> **What is being asked**
Please extract, word for word, the lines of the material below, from the line holding "Would you mind indicating the tall" through the final line, inclusive.

--- BEGIN Supplied records ---

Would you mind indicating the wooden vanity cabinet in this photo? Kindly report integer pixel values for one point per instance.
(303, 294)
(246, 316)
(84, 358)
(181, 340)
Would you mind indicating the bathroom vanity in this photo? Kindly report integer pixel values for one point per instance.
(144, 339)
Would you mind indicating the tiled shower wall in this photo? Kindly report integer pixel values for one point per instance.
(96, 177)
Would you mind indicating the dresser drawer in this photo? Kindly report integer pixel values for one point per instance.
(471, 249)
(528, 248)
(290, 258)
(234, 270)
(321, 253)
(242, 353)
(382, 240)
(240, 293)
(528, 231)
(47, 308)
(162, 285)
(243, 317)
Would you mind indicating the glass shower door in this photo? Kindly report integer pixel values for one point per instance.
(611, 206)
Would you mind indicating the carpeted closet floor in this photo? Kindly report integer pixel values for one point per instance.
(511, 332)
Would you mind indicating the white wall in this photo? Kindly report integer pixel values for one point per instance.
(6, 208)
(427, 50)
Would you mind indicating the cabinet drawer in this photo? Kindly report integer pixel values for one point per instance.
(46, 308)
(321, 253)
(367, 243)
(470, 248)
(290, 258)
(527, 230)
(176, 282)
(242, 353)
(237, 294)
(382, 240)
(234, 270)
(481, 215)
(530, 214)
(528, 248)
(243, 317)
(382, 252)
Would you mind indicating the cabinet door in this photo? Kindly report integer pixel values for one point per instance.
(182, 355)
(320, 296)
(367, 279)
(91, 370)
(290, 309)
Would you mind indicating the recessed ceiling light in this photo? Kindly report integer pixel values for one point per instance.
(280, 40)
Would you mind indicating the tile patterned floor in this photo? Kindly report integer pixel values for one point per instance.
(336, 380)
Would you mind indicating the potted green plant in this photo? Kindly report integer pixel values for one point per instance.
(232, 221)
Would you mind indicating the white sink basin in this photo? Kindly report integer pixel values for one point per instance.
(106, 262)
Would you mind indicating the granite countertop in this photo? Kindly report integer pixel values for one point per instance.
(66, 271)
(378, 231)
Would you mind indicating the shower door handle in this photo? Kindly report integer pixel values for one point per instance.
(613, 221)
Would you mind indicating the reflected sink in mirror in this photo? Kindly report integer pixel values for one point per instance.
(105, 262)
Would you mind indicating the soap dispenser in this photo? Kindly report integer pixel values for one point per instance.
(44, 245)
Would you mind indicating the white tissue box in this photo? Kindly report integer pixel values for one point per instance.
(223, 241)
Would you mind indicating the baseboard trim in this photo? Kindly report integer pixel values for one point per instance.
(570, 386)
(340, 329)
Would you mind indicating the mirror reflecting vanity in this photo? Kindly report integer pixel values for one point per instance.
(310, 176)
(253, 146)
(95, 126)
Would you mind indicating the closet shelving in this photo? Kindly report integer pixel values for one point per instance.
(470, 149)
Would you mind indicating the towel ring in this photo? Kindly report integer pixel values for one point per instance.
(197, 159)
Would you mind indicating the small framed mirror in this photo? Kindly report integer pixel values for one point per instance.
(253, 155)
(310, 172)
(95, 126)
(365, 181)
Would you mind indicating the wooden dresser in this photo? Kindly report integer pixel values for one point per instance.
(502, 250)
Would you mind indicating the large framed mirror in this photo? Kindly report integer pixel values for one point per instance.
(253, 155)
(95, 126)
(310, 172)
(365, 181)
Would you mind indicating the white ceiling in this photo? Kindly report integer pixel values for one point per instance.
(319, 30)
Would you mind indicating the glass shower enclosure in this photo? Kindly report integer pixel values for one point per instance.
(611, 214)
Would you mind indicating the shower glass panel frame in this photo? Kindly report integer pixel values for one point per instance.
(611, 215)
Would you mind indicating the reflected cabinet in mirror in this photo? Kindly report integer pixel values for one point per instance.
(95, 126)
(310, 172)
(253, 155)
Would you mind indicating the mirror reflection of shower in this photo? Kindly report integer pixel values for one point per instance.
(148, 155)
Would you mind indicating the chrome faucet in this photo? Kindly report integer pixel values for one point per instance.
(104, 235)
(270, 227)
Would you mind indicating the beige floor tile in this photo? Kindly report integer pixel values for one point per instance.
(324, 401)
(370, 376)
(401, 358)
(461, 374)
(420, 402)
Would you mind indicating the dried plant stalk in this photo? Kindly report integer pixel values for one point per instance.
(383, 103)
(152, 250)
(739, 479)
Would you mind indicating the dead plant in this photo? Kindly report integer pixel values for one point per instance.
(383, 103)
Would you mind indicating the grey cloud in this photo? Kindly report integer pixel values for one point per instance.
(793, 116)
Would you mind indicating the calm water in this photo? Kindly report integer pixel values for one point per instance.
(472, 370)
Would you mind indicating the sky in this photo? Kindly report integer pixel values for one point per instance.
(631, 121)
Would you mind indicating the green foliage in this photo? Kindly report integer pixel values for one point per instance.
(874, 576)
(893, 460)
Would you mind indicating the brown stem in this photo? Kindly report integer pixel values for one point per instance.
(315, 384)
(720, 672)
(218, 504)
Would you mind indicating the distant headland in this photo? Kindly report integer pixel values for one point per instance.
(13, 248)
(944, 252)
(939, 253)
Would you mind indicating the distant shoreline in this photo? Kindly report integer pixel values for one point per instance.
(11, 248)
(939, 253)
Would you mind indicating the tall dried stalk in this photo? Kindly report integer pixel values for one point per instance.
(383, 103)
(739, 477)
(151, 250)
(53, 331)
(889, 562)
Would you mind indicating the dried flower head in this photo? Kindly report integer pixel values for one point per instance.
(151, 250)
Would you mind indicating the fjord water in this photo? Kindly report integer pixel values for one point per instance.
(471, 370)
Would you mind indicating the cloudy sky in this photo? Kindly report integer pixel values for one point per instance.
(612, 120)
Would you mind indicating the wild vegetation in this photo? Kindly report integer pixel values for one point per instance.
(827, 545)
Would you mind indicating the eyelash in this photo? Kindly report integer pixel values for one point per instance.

--- END Supplied records ---

> **Answer to this problem**
Would you mind indicating the tall dried stalk in this photo? Kindly report integer pixel values for one point per instance.
(383, 103)
(739, 477)
(151, 250)
(53, 331)
(889, 562)
Would you mind indicating the dried flower head in this photo? Kindly report integer pixel values for one point per instance.
(151, 250)
Would you mind indicating the fjord water in this photo? Kindly report integer pixel values for one point per instance.
(471, 370)
Would you mind indicating the cloudy sky in this photo? Kindly report integer pixel values for one point per instance.
(612, 120)
Would you mind indicating the wild vegetation in this photo? Kindly report integer pixel values for one point per instance.
(827, 545)
Would you mind indicating the eyelash in this photo? Kindly report integer pixel values for one point per instance.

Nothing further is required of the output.